What you should do → Replace "woven rattan" with "wicker" in the rows and write them out again with everything else unchanged.

Task inputs →
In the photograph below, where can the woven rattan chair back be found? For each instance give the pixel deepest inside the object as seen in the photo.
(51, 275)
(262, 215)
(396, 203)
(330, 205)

Full answer →
In the photograph below, where can the wicker chair back be found? For each instance give the pixel deepest inside the object as seen in the photo.
(51, 275)
(262, 215)
(396, 203)
(330, 205)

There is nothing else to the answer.